# Assignment
Among the records below, one line contains "Target: turbine tower"; copy that line and all that follow it, exactly as written.
-- Opening Marker --
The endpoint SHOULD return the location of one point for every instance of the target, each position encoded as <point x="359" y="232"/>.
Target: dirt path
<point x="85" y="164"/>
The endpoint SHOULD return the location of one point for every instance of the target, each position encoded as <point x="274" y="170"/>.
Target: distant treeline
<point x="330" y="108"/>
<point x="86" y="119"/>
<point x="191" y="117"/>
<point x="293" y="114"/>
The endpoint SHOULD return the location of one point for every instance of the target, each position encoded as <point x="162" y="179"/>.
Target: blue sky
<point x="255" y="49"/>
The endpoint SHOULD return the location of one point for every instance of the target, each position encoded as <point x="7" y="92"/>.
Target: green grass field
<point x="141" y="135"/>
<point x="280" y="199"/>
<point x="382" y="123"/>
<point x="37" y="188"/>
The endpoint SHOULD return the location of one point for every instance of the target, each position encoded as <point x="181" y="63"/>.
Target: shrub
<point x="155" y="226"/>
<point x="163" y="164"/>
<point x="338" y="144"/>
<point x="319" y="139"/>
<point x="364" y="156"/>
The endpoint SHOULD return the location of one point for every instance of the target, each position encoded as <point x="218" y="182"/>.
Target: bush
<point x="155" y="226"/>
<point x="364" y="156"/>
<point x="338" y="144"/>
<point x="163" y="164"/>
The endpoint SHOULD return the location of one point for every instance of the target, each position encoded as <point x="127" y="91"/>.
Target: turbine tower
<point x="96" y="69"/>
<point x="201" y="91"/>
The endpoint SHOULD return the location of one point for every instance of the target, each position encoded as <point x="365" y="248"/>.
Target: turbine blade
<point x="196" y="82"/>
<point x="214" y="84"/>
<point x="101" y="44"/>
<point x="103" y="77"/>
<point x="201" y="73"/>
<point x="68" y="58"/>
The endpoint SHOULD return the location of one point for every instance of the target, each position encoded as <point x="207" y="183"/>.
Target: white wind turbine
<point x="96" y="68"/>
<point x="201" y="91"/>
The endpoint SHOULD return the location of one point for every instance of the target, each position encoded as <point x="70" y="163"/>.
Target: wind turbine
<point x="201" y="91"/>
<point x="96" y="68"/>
-- Closing Marker --
# Problem solution
Target: turbine tower
<point x="96" y="69"/>
<point x="201" y="91"/>
The endpoint SHOULD return the location of one point for every instance of the target, each position encoded as <point x="365" y="248"/>.
Target: turbine blade
<point x="196" y="82"/>
<point x="214" y="84"/>
<point x="101" y="44"/>
<point x="103" y="77"/>
<point x="201" y="73"/>
<point x="68" y="58"/>
The endpoint SHOULD return the location of one point for every instance of the target, each position encoded as <point x="207" y="183"/>.
Target: white wind turbine
<point x="96" y="68"/>
<point x="201" y="91"/>
The endpoint SHOULD return the location of one point for every instance of the target, each position encoded as <point x="70" y="163"/>.
Target: wind turbine
<point x="201" y="91"/>
<point x="96" y="68"/>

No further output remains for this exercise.